[start of MATERIAL FOR THE TASK]
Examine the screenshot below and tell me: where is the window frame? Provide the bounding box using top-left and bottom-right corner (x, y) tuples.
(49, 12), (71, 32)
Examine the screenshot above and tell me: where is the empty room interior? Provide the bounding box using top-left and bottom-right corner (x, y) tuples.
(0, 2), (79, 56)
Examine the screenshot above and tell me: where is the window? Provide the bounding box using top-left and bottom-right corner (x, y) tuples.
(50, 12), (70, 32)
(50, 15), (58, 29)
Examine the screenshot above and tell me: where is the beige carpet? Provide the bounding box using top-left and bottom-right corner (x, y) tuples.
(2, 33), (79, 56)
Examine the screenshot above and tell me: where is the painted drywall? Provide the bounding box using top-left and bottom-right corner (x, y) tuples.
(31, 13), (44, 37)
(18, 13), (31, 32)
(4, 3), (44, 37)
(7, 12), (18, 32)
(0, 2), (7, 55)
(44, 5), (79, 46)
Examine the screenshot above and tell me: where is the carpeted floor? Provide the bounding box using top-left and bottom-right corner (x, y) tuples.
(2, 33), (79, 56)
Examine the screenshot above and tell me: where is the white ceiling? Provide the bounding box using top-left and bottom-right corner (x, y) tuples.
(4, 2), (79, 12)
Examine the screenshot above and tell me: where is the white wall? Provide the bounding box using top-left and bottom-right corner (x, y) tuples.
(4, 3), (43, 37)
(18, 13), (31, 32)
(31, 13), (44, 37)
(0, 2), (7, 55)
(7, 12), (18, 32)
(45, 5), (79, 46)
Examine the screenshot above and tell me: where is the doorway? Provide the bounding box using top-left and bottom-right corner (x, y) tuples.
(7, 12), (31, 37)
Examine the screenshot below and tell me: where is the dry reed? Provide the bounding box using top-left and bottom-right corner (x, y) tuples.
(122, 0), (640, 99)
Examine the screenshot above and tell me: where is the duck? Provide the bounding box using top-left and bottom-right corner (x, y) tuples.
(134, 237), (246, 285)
[end of MATERIAL FOR THE TASK]
Rewrite the listing above, changing every "bounding box" to "enclosing rectangle" and leaving everything else unchanged.

Examine the screenshot below and tell me: where is the window frame? Provide the enclosing rectangle using top-left and bottom-right corner (x, y) tuples.
(49, 12), (71, 32)
Examine the screenshot above and tell me: where is the empty room interior? Provide the enclosing rectangle using top-left and bottom-right corner (x, y) tuples.
(0, 2), (79, 56)
Examine the screenshot above and tell me: where is the window? Provide the enclosing rectangle using top-left and bottom-right corner (x, y) tuples.
(50, 12), (70, 32)
(50, 15), (58, 29)
Examine the screenshot above and tell me: where is the beige carpet? Provide the enclosing rectangle using top-left and bottom-right corner (x, y) tuples.
(2, 33), (79, 56)
Examine the screenshot above and tell me: where is the painted drywall? Provide the enclosing rectangle using top-left and bottom-right corner (x, y) tuples.
(31, 13), (44, 37)
(18, 13), (31, 32)
(4, 3), (44, 37)
(7, 12), (18, 32)
(0, 2), (7, 55)
(44, 5), (79, 46)
Examine the screenshot above and tell me: where is the carpeted floor? Provide the enclosing rectangle using top-left and bottom-right corner (x, y) tuples.
(2, 33), (79, 56)
Examine the screenshot above and tell me: where is the white ceiling? Provide the enclosing rectangle using top-left and bottom-right corner (x, y) tuples.
(4, 2), (79, 12)
Examine the screenshot above and tell me: where is the white wall? Provide the enclosing rectangle using top-left and bottom-right corner (x, y) tuples.
(4, 3), (43, 37)
(18, 13), (31, 32)
(31, 13), (44, 37)
(0, 2), (7, 55)
(7, 12), (18, 32)
(45, 5), (79, 46)
Examine the screenshot above and tell me: where is the doorway? Provide the enclosing rectangle using top-left and bottom-right corner (x, y) tuples.
(7, 12), (31, 37)
Examine the screenshot below and tell me: where is the dry reed? Provide the enclosing rectangle using top-left and bottom-right corner (x, y) tuples.
(122, 0), (640, 99)
Examine the screenshot above and tell me: where is the duck? Provide the enclosing rectangle using top-left and bottom-right corner (x, y) tuples.
(134, 237), (246, 285)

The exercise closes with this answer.